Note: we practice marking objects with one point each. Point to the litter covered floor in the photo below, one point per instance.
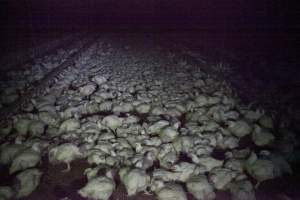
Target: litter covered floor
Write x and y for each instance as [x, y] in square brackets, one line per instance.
[109, 118]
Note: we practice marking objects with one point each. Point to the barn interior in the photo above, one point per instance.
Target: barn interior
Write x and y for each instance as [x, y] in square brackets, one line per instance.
[156, 99]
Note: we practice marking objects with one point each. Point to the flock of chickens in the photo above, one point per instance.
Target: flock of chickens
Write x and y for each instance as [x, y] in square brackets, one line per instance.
[136, 111]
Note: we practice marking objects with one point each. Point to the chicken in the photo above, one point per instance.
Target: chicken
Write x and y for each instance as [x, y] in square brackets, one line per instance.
[64, 153]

What is expected: Return all of the records above word for word, leaving out the pictures.

Answer to this task:
Note: we practice marking objects with one point each. Point to the litter covered floor in the photo below, one point per instance.
Target: litter covered floor
Write x and y for each instance as [x, y] in square brackets, one line per instance.
[109, 118]
Note: we practice marking objects with one point each. Point to the barn interior in the photo above, one point per instance.
Target: barn interior
Write x and y for each instance as [x, y] in square brackets, one line per instance.
[156, 99]
Note: we practice marking objects with one point each. Point to the flock of chickens in the photo above, one point per instance.
Target: flock of chickens
Write x and y for each instance as [x, y] in square brackets, one line per instance.
[136, 111]
Note: we practice marking objects with one point each. Point to the chicken in the photo above, one point per instance.
Target: chicken
Write x and y for each instance as [x, y] in square brackets, one line per instance.
[64, 153]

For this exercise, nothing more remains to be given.